++++ Gegeven regels ++++

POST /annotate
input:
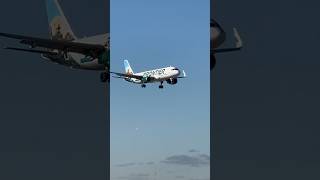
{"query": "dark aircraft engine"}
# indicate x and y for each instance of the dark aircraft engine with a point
(172, 81)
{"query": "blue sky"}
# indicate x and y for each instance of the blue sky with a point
(153, 130)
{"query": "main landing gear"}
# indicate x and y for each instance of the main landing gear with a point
(104, 77)
(161, 86)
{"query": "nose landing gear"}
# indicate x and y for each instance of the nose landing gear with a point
(161, 86)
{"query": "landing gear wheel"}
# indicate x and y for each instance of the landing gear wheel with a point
(104, 77)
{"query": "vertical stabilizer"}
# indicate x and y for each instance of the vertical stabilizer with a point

++++

Doel:
Zet alle regels hierboven om in een genummerde lijst en sla lege regels daarbij over. Neem de afbeeldingen niet op in je antwoord.

Resultaat:
1. POST /annotate
2. input:
3. {"query": "dark aircraft engine"}
4. # indicate x and y for each instance of the dark aircraft engine with a point
5. (172, 81)
6. {"query": "blue sky"}
7. # indicate x and y for each instance of the blue sky with a point
8. (153, 130)
9. {"query": "main landing gear"}
10. # indicate x and y for each instance of the main landing gear with a point
11. (104, 77)
12. (161, 86)
13. {"query": "nose landing gear"}
14. # indicate x and y for each instance of the nose landing gear with a point
15. (161, 86)
16. {"query": "landing gear wheel"}
17. # indicate x and y for each instance of the landing gear wheel with a point
18. (104, 77)
19. {"query": "vertical stabilizer"}
20. # indicate x and y for each instance of the vertical stabilizer with a point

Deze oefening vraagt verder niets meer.